• [Vorliegender Text]:
+++

Berlin/München. Bedeutung des Bayern-Votums am Sonntag reicht weit über den Freistaat hinaus. Für die Spitzen der großen Koalition in Berlin geht es um viel

    Bei der Abschlusskundgebung der CSU ist ein Kanzler geladen, keine Kanzlerin. Den Österreicher Sebastian Kurz hat die CSU-Spitze als Gast nach München gebeten, Angela Merkel bleibt in Berlin. Sie hat sich um den Termin im Löwenbräukeller mit Bayerns Ministerpräsident Markus Söder und CSU-Chef Horst Seehofer sicher nicht gerissen, das Verhältnis zur Schwesterpartei ist angespannt. Doch für die CDU-Vorsitzende hat die Wahl in Bayern Auswirkungen. Auch wenn es nach dem erbitterten Streit mit der CSU im Sommer menschlich nachvollziehbar wäre, wenn Merkel nicht das größte Mitgefühl an den Tag legen würde: An einem schlechten Abschneiden der CSU kann ihr nicht gelegen sein. Schlechte Werte für die CSU in Bayern schwächen die Union im Bund insgesamt.

    Und die CSU steht bei der Landtagswahl am Sonntag vor einem historischen Desaster. Die Regionalpartei, die ihren bundespolitischen Anspruch mit ihrer traditionellen Stärke in Bayern begründet, befürchtet ihr schwächstes Ergebnis seit mehr als 60 Jahren und den Verlust der gewohnten Regierungsmehrheit. Umfragen lassen einen Absturz auf knapp 35 Prozent und eine schwierige Suche nach einem oder sogar zwei Koalitionspartnern erwarten. Vor fünf Jahren holte die CSU noch 47,7 Prozent. Niemand, auch nicht die Kanzlerin, weiß, welche politischen Konsequenzen die CSU aus einer verheerenden Niederlage ziehen wird. Was passiert, wenn der in der CSU scharf kritisierte Seehofer zu einem Abgang gezwungen wird? Wen wird er mit sich reißen, wie wirkt sich all das auf die Fraktionsgemeinschaft von CDU und CSU aus? Wie auf Merkels Kanzlerschaft? Zwar gilt für die CDU-Chefin eine Art Schonfrist bis zur Wahl in Hessen am 28. Oktober und dem Abschneiden des dortigen CDU-Ministerpräsidenten Volker Bouffier. Dann wird sich entscheiden, wie es um ihre Chance steht, beim CDU-Parteitag Anfang Dezember wiedergewählt zu werden.

+++

• [Bereitgestellte Einträge]:
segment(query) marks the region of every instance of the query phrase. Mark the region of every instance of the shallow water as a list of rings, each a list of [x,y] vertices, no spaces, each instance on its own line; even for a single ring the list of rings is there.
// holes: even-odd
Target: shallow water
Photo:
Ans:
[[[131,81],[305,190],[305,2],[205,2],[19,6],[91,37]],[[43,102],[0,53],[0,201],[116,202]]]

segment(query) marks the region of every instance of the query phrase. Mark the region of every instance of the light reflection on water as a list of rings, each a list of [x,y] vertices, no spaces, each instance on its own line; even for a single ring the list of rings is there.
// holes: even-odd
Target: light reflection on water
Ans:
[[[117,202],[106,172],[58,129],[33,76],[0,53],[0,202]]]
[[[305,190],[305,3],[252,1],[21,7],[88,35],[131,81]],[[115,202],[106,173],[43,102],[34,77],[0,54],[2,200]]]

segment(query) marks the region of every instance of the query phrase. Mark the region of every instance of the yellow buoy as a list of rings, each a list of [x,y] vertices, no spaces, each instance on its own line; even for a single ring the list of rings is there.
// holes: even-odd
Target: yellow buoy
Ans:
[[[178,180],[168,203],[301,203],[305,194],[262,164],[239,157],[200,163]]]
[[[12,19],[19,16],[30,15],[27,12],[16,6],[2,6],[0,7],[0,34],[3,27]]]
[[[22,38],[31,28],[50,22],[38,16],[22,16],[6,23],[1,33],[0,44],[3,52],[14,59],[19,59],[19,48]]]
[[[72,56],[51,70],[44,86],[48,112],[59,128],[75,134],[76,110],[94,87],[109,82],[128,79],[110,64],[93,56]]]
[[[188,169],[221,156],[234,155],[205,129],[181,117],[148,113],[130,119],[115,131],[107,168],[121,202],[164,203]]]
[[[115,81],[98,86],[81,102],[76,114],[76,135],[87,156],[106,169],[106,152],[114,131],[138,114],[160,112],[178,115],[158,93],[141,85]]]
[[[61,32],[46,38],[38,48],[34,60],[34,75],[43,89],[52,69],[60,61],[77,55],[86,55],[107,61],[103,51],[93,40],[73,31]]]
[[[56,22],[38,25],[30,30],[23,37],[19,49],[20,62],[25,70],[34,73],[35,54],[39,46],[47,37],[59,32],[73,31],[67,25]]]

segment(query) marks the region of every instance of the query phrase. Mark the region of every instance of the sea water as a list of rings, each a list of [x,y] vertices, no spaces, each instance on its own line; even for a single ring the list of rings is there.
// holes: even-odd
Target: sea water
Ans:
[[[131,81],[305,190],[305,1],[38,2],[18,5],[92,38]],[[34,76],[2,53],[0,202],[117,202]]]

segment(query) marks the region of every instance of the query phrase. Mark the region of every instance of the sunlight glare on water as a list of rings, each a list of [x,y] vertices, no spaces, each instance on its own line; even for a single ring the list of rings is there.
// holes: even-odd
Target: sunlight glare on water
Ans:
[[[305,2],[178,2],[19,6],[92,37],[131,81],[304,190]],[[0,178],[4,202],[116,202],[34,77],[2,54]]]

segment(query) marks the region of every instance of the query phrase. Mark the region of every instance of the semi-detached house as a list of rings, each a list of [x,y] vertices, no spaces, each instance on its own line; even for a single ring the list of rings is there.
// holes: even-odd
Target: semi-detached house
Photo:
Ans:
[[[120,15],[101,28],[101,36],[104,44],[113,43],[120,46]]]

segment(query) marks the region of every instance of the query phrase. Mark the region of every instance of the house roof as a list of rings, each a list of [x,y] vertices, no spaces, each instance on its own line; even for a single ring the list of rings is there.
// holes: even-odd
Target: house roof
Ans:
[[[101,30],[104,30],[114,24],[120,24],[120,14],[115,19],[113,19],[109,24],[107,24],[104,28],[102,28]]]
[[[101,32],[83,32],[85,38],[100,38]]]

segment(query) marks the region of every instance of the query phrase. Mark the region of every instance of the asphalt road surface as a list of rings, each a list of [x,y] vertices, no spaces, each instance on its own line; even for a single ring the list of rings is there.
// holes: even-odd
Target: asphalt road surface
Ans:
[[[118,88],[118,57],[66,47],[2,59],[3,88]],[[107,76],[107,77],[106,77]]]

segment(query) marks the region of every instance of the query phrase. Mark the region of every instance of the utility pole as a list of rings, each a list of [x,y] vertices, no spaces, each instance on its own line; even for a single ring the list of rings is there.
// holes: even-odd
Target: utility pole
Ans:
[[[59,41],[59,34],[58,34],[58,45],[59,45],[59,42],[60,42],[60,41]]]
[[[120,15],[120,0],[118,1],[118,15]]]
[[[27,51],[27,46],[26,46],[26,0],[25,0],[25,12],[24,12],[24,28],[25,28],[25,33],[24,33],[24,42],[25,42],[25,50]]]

+++

• [Aufgabenliste]:
1/ Wie viel Prozent erreichte die CSU laut dem Text zur Landtagswahl in Bayern vor fünf Jahren?
2/ Führe den Text zur Landtagswahl in Bayern bitte im Anschluss an seinen letzten Satz weiter.

• [Antworten je Aufgabe]:
1/ 47,7 Prozent.

2/
    Seehofer will im Amt bleiben – unabhängig vom Ergebnis

    Von Merkel gab es dazu eine klare Ansage. Sie fühle sich „quicklebendig“ und betonte, dass Parteivorsitz und Kanzlerschaft in einer Hand bleiben müssten. Sie werde beim CDU-Parteitag im Dezember wieder antreten. Damit hat sie die Latte für potenzielle Nachfolger hoch gehängt: Derjenige müsste nach beiden Posten greifen. Und sollte Merkel als Kanzlerin zurücktreten, würde die SPD die große Koalition wohl kaum fortführen. Die Regierung würde platzen, die Union könnte versuchen, eine Minderheitsregierung zu führen, oder nochmal eine Jamaika-Koalition bilden – ohne Merkel.

    Seehofer, dem nach dem Absturz der CSU auf 38,8 Prozent bei der Bundestagswahl im vergangenen Jahr die Macht als Ministerpräsident entglitt, gerät jetzt als Parteichef erneut unter Druck. Dass Seehofer im Sommer den Streit mit Merkel über die Zurückweisung von Flüchtlingen an der Grenze bis zur Rücktrittsdrohung eskalierte, nehmen ihm viele in München übel. Der 69-Jährige habe den Konflikt unnötig angeheizt und dabei Glaubwürdigkeit verspielt, so die Kritik.

    „Das waren jetzt nicht gerade die allergrößten Sternstunden“, sagte auch Söder vor Kurzem. Seehofer machte dennoch deutlich, dass er im Amt bleiben wolle, unabhängig vom Ausgang der Wahl. Als CSU-Chef sei er bis zum Parteitag im Herbst 2019 gewählt. Seit dem Tod des CSU-Patriarchen Franz Josef Strauß 1988 wurden allerdings alle seine Vorgänger vorzeitig aus dem Amt gedrängt. Seehofer plant für den Dienstag nach der Wahl eine Pressekonferenz in Berlin. Allein. Thema: Auswirkungen der Landtagswahlen in Bayern auf die Bundespolitik.

    Auf die Frage nach personellen Konsequenzen fällt der Name Söder seltener. Er werde nach der Wahl gebraucht, heißt es in Bayern. So verwies der einflussreiche CSU-Ehrenvorsitzende Edmund Stoiber, Söders politischer Ziehvater, auf die von der Landesverfassung gesetzte Vier-Wochen-Frist zur Regierungsbildung. Langwierige Koalitionsverhandlungen wie zuletzt im Bund könne es deshalb in Bayern nicht geben.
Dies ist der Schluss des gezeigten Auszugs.